### Goal of the exercise
Using the entries that follow, collect the lines where the word "panel" appears.

### Task input
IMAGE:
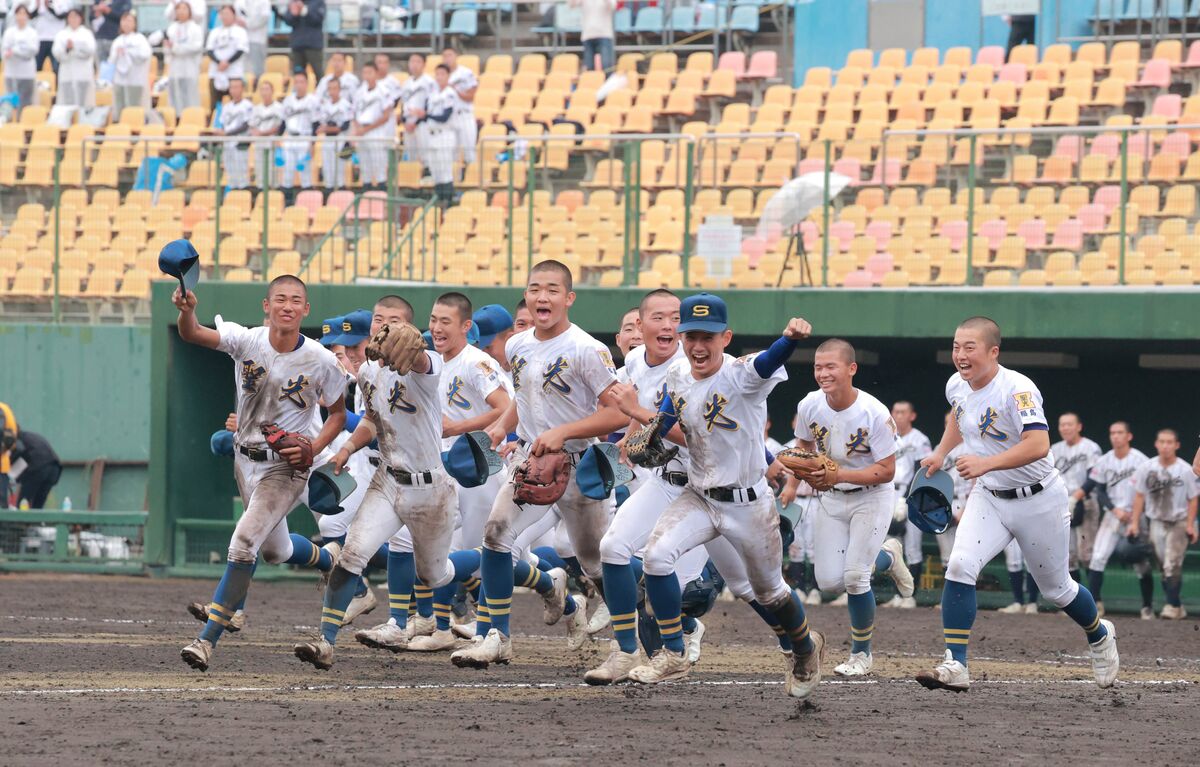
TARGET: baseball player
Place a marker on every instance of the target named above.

==

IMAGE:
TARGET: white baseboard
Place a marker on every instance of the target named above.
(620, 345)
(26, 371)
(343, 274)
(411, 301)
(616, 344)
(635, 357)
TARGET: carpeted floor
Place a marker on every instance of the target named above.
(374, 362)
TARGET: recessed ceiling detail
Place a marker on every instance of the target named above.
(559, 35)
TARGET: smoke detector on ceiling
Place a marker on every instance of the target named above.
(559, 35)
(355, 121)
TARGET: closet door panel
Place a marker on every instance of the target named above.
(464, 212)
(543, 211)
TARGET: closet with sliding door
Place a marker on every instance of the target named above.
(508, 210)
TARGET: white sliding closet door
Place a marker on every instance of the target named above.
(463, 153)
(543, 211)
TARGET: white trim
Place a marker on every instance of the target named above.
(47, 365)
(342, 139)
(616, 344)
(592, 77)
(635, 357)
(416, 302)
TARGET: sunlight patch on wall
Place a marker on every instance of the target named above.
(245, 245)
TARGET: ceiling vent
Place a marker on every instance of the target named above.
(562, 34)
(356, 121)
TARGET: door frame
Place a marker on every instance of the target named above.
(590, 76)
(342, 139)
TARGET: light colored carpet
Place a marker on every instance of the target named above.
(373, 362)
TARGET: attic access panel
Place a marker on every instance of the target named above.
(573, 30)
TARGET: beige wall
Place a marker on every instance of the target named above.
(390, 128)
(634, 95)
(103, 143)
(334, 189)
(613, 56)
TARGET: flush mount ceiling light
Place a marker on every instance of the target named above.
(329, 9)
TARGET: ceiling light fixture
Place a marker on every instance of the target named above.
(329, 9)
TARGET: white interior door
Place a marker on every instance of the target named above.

### Solution to this exercise
TARGET: closet door panel
TARGET: attic access panel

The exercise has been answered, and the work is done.